-- start of Extracted records --

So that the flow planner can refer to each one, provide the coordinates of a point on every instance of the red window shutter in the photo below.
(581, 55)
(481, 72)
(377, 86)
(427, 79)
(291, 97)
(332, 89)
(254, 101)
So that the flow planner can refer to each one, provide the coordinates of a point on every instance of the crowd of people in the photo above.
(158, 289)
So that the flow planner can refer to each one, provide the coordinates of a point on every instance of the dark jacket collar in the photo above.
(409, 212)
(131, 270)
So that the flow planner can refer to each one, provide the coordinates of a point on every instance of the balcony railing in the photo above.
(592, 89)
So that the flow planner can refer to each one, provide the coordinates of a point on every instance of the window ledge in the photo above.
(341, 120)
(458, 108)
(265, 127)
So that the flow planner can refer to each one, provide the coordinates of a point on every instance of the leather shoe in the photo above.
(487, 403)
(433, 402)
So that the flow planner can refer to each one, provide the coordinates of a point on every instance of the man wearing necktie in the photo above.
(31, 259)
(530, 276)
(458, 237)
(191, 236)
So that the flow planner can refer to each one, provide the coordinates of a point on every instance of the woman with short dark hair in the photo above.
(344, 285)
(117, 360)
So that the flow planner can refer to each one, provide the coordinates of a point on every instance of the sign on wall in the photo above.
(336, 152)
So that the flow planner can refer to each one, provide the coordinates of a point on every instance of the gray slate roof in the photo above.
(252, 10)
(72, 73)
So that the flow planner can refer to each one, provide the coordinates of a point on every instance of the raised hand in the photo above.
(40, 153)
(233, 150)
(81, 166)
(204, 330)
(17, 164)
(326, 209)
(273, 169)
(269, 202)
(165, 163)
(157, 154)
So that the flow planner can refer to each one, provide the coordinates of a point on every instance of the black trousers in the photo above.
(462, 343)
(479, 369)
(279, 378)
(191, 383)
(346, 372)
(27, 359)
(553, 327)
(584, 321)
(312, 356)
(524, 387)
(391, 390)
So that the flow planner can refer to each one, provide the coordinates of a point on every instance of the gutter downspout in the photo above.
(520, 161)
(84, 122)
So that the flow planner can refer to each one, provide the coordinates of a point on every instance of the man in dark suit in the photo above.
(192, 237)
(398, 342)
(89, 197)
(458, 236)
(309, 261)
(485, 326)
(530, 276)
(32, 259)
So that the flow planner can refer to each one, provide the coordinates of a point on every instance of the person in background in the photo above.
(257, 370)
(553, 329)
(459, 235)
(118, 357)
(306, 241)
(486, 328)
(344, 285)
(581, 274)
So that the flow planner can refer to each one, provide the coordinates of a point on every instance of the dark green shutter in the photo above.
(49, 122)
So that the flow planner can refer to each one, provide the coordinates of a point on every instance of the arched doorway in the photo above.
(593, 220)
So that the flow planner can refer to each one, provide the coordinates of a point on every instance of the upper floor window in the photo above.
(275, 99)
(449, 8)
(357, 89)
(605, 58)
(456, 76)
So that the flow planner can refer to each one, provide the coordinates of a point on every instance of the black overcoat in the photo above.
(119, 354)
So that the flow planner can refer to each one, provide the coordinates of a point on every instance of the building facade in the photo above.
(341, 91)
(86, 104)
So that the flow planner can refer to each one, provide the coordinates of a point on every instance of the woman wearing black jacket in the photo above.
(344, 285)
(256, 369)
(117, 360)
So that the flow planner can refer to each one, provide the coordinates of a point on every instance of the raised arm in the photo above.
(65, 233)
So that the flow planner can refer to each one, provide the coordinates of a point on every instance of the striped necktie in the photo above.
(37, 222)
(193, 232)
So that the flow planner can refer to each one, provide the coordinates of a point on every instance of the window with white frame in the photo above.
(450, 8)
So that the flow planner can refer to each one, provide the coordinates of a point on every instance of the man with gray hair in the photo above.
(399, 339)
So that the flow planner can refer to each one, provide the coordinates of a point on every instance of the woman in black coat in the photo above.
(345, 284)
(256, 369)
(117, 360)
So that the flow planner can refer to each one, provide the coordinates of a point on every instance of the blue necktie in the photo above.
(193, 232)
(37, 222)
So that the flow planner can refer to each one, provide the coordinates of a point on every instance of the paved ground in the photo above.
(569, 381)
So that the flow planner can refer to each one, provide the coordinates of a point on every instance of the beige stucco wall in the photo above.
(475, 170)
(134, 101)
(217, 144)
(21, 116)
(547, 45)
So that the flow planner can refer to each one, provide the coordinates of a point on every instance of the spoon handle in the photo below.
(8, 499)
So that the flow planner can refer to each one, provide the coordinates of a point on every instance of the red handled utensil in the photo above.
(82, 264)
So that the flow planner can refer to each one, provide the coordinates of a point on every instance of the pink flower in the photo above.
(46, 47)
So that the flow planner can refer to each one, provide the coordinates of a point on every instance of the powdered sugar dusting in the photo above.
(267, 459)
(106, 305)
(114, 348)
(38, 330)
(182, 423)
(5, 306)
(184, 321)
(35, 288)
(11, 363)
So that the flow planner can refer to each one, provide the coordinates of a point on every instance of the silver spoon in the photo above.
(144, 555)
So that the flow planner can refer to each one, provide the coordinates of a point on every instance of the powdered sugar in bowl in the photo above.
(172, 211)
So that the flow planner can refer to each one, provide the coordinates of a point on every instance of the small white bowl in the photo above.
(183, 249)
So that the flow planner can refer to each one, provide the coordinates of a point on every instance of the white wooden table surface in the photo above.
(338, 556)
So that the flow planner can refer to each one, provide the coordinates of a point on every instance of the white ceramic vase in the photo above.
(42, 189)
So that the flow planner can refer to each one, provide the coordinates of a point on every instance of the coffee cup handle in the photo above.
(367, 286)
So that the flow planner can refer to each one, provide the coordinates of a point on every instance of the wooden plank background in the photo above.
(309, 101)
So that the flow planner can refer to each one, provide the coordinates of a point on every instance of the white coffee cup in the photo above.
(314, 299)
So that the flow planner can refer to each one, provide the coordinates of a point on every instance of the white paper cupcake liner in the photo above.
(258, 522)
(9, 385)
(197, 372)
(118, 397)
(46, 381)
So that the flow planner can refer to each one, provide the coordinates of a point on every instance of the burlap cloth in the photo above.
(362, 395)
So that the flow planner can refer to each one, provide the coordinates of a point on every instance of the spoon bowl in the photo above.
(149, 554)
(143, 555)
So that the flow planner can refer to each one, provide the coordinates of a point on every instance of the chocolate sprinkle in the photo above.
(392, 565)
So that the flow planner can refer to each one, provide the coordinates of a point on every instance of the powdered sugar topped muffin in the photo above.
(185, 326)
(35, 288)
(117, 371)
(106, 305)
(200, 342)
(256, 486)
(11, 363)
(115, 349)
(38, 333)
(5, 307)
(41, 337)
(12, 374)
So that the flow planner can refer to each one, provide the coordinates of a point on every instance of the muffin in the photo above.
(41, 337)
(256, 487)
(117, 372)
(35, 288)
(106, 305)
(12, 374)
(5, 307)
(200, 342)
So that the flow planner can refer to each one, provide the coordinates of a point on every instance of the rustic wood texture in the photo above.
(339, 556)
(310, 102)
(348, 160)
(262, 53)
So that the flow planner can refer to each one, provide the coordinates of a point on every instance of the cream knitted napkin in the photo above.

-- end of Extracted records --

- _Instruction_
From the line containing "the muffin in the photo above." down to the last line, reproduce the records exactly. Include both ends.

- _Response_
So that the flow planner can refer to each one, provide the coordinates of a point on every instance of the muffin in the photo above.
(41, 337)
(256, 487)
(117, 372)
(35, 288)
(106, 305)
(12, 374)
(5, 307)
(200, 342)
So that the flow planner can refer to each one, provide the coordinates of a point on every instance of the rustic wood texture in the photo above.
(339, 556)
(310, 102)
(348, 160)
(262, 53)
So that the flow planner can refer to each one, provide the coordinates of a point on every instance of the cream knitted napkin in the photo above.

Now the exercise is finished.